» **WHAT YOU SHOULD DO**: Every record, from first to last, should be written out again exactly.

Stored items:
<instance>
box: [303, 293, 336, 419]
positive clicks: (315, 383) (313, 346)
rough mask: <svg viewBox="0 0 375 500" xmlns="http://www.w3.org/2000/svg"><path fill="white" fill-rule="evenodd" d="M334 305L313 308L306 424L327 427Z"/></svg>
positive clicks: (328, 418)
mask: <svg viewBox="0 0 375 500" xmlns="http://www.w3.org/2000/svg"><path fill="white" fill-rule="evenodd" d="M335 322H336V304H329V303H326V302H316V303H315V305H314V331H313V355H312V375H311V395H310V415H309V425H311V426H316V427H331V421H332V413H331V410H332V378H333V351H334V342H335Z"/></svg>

» **SOLUTION BELOW**:
<instance>
box: [303, 293, 336, 419]
positive clicks: (315, 383) (313, 346)
rough mask: <svg viewBox="0 0 375 500" xmlns="http://www.w3.org/2000/svg"><path fill="white" fill-rule="evenodd" d="M334 305L313 308L306 424L327 427Z"/></svg>
positive clicks: (328, 418)
mask: <svg viewBox="0 0 375 500" xmlns="http://www.w3.org/2000/svg"><path fill="white" fill-rule="evenodd" d="M335 322H336V304H329V303H326V302H316V303H315V305H314V331H313V355H312V375H311V395H310V415H309V425H311V426H316V427H331V421H332V413H331V410H332V378H333V351H334V342H335Z"/></svg>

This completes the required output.